(Items from a data source)
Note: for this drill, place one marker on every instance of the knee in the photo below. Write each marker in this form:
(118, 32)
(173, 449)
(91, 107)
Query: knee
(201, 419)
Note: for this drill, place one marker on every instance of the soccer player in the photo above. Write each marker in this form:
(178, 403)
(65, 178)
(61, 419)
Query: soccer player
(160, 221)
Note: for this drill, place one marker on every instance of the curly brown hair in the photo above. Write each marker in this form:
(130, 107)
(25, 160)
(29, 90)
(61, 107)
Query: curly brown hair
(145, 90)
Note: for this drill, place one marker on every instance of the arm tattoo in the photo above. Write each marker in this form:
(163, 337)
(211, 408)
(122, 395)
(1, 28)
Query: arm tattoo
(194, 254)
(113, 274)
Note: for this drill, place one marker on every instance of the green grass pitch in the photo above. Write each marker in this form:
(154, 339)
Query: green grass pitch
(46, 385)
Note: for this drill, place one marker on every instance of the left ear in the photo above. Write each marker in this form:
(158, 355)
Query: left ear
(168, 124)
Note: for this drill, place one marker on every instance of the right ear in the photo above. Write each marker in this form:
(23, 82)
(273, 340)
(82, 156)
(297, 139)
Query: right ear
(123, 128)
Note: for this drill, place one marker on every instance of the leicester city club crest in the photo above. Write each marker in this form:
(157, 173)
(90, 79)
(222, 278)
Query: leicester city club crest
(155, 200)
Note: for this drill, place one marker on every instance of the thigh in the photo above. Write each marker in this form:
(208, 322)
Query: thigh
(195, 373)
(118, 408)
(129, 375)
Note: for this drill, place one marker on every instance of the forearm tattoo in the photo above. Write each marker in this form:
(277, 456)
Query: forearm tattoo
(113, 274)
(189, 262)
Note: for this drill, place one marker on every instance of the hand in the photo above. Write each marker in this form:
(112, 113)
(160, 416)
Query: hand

- Task instructions:
The data above should be copied exactly, with no line omitted.

- Written solution:
Note: for this drill, place one marker on every instance of the knee in the photo below. Write each marker in this form:
(118, 32)
(173, 449)
(91, 107)
Query: knee
(201, 419)
Note: for this drill, place one marker on every instance of the soccer player in the photo above. Write each marker in this form:
(178, 403)
(65, 178)
(61, 419)
Query: soccer player
(160, 221)
Note: for this drill, place one marker on every instance of the curly brown hair in the photo above. Write each marker in this form:
(130, 107)
(25, 160)
(29, 90)
(61, 107)
Query: curly brown hair
(145, 90)
Note: for this drill, place one marker on every instance of the arm tattoo in the photo above. Write each marker in this form:
(163, 337)
(211, 408)
(122, 395)
(1, 28)
Query: arm tattoo
(194, 254)
(113, 274)
Note: for this drill, place one marker on every instance of the green grass pitch in the photo above. Write each marker in this form:
(154, 339)
Query: green grass pitch
(46, 385)
Note: for this drill, place one marker on every instance of the left ear in the photo above. Write each marker in this form:
(158, 355)
Query: left ear
(168, 124)
Note: for this drill, place one marker on every instance of the right ear in the photo above. Write each marker in this form:
(23, 82)
(273, 340)
(82, 156)
(297, 139)
Query: right ear
(123, 128)
Note: for this drill, place one marker on every instance of the leicester city club crest in the photo above. Write each marker in this form:
(157, 173)
(90, 79)
(222, 278)
Query: leicester city club crest
(155, 200)
Note: for this drill, place one marker on every instance of the thigh in the photo above. Write each marker in this form:
(208, 322)
Query: thigh
(195, 373)
(118, 408)
(129, 375)
Note: for this drill, place one marker on every instance of the forearm tattoo in the photo above. Write each marker in this form:
(277, 456)
Query: forearm tattoo
(113, 274)
(189, 262)
Note: for this drill, place one marker on every instance of the hand in the photo above. Write each marker in this form:
(112, 113)
(160, 416)
Query: hand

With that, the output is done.